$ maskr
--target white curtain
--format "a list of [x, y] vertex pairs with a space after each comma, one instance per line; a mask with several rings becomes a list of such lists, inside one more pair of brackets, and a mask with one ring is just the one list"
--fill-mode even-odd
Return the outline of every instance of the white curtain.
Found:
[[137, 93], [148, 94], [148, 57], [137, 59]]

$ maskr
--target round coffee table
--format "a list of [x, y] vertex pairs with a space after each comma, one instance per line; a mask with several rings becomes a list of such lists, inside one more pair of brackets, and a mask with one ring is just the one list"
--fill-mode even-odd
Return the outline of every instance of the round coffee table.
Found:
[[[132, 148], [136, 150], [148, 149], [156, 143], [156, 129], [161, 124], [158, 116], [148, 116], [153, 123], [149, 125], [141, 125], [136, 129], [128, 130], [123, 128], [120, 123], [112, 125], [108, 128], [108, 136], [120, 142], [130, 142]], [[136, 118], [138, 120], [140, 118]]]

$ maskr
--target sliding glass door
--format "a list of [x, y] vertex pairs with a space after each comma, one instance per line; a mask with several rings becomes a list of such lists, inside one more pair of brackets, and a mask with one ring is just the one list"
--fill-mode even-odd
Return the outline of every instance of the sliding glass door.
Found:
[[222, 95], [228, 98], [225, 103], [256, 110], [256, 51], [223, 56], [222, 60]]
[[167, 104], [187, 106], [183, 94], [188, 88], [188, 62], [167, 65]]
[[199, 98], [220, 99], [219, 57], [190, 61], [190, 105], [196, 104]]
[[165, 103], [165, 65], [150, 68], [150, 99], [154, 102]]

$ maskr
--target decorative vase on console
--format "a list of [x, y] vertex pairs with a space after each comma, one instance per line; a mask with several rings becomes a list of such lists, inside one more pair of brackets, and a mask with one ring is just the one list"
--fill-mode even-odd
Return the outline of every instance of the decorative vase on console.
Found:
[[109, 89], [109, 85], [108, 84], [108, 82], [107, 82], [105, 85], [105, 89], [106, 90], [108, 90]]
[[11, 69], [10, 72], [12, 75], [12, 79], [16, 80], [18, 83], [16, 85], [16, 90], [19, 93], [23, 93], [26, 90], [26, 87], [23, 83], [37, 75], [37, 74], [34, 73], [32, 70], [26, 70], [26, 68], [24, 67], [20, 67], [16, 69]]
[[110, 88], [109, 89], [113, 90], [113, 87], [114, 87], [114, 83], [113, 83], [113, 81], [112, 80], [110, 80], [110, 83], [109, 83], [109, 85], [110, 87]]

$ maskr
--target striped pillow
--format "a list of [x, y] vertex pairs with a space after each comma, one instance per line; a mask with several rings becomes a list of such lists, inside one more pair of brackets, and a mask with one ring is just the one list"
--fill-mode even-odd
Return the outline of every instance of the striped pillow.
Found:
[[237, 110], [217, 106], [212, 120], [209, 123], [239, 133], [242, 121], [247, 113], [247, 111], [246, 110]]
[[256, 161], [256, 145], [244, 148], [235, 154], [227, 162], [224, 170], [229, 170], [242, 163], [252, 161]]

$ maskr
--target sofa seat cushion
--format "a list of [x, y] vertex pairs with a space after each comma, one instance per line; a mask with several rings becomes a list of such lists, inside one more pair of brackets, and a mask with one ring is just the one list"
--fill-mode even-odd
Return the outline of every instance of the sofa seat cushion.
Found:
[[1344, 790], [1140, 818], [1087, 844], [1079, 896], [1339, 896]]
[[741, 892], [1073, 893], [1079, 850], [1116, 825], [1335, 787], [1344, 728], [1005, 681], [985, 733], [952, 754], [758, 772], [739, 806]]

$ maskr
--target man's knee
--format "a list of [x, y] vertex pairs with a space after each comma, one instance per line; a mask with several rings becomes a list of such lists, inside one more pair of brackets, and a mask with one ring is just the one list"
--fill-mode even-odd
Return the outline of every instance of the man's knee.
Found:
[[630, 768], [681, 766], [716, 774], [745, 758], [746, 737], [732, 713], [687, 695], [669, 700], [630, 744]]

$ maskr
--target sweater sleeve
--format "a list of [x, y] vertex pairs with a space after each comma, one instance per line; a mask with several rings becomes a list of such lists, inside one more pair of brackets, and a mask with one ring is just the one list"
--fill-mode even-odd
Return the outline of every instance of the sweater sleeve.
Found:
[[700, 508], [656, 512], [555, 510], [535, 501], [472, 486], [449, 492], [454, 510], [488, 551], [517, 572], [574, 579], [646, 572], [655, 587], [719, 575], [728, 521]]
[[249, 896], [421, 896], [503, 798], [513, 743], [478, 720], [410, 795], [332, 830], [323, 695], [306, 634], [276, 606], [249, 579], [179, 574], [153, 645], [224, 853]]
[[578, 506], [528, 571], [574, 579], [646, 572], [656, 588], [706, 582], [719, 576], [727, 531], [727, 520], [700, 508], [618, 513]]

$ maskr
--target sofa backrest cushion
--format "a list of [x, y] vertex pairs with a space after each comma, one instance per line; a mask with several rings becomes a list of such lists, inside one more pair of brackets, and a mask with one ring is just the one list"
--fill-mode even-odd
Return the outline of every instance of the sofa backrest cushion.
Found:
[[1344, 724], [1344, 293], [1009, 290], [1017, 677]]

•••

Tally the lines in the rows above that contain the string "target". Reply with the number alone.

9